**Using the information:**
(1) List every person named in the article about Trackhouse Racing and its driver Chastain.
(2) Output, unchanged, the part of the article about Trackhouse Racing and its driver Chastain that opens with the words containing "On Monday, Trackhouse" and closes with "Sunday at Darlington.".

**Passage for review:**

On Monday, Trackhouse Racing team owner Justin Marks stopped by SiriusXM NASCAR Radio to address his driver’s latest miscue, which led to the No. 1 Trackhouse Chevrolet crashing into Kyle Larson, for the third time in about a month’s time, Sunday at Darlington.

The sad thing for Marks is that up until the unfortunate step over the edge by Chastain late in the Goodyear 400, he feels that his driver had performed a nearly flawless race.

“Great speed out of the car, great pit stops all day. Ross drove a great race,” Marks explained. “I mean, he made good decisions in the first and second Stages in not racing guys super hard. Letting a couple of people go. Kind of like just sort of managing that give and take and everything, and then it all just kind of fell apart at the end.”

Marks says that Chastain was so close to “legendary status,” which would have been achieved had he won Darlington throwback weekend just a week after punching Noah Gragson in a post-race confrontation at Kansas Speedway. But instead, Chastain skidded into Larson, ruining both drivers’ chances at a race win.

As a result, Marks understands Chastain has built a pile of enemies, and he feels it’s time that Chastain takes a good, hard look at what has been transpiring during races in the NASCAR Cup Series.

At the end of the day, Chastain had a shot to win Darlington, and instead of winning, he ended with about the worst possible outcome as he crashed a fellow Chevrolet driver.

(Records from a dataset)
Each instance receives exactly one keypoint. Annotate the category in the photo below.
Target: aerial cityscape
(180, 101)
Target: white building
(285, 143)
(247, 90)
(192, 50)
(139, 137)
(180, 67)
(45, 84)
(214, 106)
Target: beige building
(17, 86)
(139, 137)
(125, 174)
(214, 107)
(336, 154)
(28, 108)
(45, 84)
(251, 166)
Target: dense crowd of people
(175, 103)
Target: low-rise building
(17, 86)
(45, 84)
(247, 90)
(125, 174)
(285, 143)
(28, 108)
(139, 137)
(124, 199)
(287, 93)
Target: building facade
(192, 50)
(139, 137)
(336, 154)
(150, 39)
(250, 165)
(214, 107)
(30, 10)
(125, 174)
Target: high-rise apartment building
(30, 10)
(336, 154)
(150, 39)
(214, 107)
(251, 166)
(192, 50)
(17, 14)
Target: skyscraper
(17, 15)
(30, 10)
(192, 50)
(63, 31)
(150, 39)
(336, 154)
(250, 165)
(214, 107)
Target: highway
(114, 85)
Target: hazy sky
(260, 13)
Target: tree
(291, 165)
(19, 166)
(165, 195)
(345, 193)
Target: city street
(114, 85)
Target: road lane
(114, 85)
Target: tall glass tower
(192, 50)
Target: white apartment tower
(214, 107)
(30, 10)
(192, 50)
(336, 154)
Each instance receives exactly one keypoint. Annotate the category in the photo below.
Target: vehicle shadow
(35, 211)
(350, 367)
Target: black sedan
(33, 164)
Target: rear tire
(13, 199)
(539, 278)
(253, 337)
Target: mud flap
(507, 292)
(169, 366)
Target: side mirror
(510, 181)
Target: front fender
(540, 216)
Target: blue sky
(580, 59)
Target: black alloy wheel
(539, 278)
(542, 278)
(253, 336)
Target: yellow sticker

**Answers by item:**
(1) Justin Marks, Ross Chastain, Kyle Larson, Noah Gragson

(2)
On Monday, Trackhouse Racing team owner Justin Marks stopped by SiriusXM NASCAR Radio to address his driver’s latest miscue, which led to the No. 1 Trackhouse Chevrolet crashing into Kyle Larson, for the third time in about a month’s time, Sunday at Darlington.